# Source text
▼

A rainy weekend to end January 2013 seemed like a good time to share a trip from a couple of years ago that involved going out in the rain and the wind in the
name of wilderness and avoiding cabin fever. As I write this (last weekend), a cyclone from up north is rattling the windows and whistling around the verandah ends and it’s bucketing down outside. It is reminiscent of 2010 when we had an exceptionally
wet spring and summer and autumn on the North Coast of NSW. Most overused phrase of the season
was ‘east coast low’ and after weeks of intermittent showers and one extended stretch of 10 days of solid rain
there was nothing for it but to drag out the Gortex jackets and waterproof overpants
and go for it. Forecasts at the time showed no sign of the rain letting up and Caz had come down with a murderous
case of cabin fever. And when it's raining, what better place to go than the rainforest.
Dorrigo National Park, just 50km by road from Coffs
Harbour, is World Heritage listed rainforest and part of the Gondwana Rainforests
of Australia, which tie together a string of national parks along the east
coast of the country from the Barrington Tops to Lamington National Park in
Queensland. For our day out, we drove past the main Dorrigo
Rainforest visitor’s centre to the Never Never picnic area and parked the car
under dripping callicomas. The tops of towering hoop pines had dissolved into
low cloud. There were no other cars.
Beginning at the bottom end of the Rosewood
Creek Track we followed it through wet forest, skidding on the red soil and
slick leaf litter. Maybe it was the elevation but the rain had slowed to somewhere between drizzle and downpour. Under the rainforest
canopy everything appeared shiny and glistened in an exotic collection of
lush greens and occasional ornamental highlights of
clean white or brilliant orange fungi, overlaid on the black of rotting timbers.
When we could hear Rosewood Creek below us,
a steep off-track detour took us down and slipped us into a shallow but fast
flowing straight section of the Rosewood with a Robin Hood-esque crossing log in the
downstream distance. With it raining so hard there was no need to pause or
concern ourselves about getting wet in the creek. In we plunged, adding wet shoes and socks to the wet everything else.

▲

# What you have to do
Retype the whole account of the rainy walk in Dorrigo National Park, keeping every word and punctuation mark unchanged.

# Data lines

▼

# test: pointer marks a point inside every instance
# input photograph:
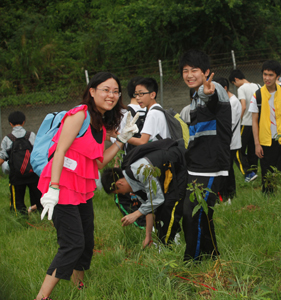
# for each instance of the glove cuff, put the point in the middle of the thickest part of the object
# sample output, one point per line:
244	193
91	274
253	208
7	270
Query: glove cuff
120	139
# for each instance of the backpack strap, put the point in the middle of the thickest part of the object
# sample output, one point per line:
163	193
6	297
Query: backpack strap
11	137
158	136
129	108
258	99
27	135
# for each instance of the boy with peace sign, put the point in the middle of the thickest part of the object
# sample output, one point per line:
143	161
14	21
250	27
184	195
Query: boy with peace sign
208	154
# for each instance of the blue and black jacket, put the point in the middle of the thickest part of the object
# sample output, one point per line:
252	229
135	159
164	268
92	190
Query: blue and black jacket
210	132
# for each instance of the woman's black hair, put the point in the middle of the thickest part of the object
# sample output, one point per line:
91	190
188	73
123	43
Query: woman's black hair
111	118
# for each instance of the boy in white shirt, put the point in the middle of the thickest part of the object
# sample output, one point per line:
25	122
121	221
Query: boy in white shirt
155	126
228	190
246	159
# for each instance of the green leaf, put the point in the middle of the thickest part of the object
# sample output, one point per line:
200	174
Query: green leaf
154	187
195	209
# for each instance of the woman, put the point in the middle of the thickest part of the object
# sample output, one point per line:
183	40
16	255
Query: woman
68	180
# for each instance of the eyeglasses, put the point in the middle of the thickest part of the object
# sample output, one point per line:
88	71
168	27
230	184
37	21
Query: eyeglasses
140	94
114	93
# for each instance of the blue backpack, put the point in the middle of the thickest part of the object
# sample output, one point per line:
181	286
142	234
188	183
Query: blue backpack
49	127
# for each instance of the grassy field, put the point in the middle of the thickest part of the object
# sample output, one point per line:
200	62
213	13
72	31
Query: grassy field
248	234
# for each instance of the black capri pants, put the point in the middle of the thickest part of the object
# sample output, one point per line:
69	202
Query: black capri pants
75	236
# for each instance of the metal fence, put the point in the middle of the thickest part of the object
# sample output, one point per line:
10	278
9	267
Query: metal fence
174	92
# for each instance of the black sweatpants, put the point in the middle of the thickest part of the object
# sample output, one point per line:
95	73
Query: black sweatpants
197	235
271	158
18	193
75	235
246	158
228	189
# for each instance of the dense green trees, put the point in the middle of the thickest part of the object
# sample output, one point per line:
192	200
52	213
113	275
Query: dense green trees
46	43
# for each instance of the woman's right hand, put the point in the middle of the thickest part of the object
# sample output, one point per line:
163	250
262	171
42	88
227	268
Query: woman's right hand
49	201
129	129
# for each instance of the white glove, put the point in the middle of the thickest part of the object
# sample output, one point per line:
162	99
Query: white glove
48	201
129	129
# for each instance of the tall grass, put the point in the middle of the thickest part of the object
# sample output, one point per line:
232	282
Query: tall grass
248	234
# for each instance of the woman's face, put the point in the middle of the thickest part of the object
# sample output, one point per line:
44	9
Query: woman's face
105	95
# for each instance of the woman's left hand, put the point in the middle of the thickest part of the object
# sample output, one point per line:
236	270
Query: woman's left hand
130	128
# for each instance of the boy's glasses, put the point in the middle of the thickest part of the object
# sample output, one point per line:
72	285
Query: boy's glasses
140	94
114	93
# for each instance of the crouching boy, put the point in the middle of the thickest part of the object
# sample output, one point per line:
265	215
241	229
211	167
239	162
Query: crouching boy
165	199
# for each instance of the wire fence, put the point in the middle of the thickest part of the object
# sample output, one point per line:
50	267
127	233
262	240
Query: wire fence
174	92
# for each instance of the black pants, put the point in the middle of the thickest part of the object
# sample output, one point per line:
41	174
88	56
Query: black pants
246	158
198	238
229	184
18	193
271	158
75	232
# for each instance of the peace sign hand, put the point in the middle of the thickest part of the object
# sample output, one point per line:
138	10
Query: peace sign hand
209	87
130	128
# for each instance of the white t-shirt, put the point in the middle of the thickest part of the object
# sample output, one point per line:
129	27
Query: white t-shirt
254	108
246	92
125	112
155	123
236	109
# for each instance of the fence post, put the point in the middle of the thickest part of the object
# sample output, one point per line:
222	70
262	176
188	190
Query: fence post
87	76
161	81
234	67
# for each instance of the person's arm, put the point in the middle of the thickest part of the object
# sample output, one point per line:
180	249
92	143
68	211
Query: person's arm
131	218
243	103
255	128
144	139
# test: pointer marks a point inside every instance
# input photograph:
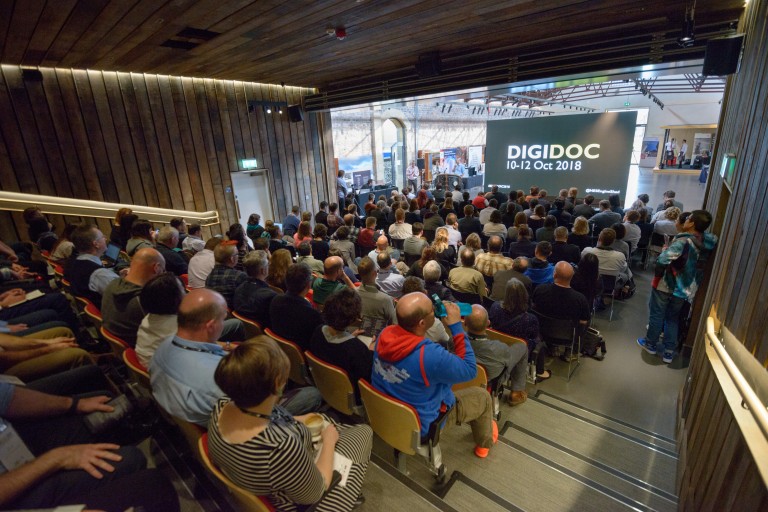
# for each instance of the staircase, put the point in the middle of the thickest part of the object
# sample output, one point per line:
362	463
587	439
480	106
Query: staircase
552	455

▲

# The answer
A rainy weekend to end January 2013 seemed like a good time to share a trip from a couple of years ago that involved going out in the rain and the wind in the
name of wilderness and avoiding cabin fever. As I write this (last weekend), a cyclone from up north is rattling the windows and whistling around the verandah ends and it’s bucketing down outside. It is reminiscent of 2010 when we had an exceptionally
wet spring and summer and autumn on the North Coast of NSW. Most overused phrase of the season
was ‘east coast low’ and after weeks of intermittent showers and one extended stretch of 10 days of solid rain
there was nothing for it but to drag out the Gortex jackets and waterproof overpants
and go for it. Forecasts at the time showed no sign of the rain letting up and Caz had come down with a murderous
case of cabin fever. And when it's raining, what better place to go than the rainforest.
Dorrigo National Park, just 50km by road from Coffs
Harbour, is World Heritage listed rainforest and part of the Gondwana Rainforests
of Australia, which tie together a string of national parks along the east
coast of the country from the Barrington Tops to Lamington National Park in
Queensland. For our day out, we drove past the main Dorrigo
Rainforest visitor’s centre to the Never Never picnic area and parked the car
under dripping callicomas. The tops of towering hoop pines had dissolved into
low cloud. There were no other cars.
Beginning at the bottom end of the Rosewood
Creek Track we followed it through wet forest, skidding on the red soil and
slick leaf litter. Maybe it was the elevation but the rain had slowed to somewhere between drizzle and downpour. Under the rainforest
canopy everything appeared shiny and glistened in an exotic collection of
lush greens and occasional ornamental highlights of
clean white or brilliant orange fungi, overlaid on the black of rotting timbers.
When we could hear Rosewood Creek below us,
a steep off-track detour took us down and slipped us into a shallow but fast
flowing straight section of the Rosewood with a Robin Hood-esque crossing log in the
downstream distance. With it raining so hard there was no need to pause or
concern ourselves about getting wet in the creek. In we plunged, adding wet shoes and socks to the wet everything else.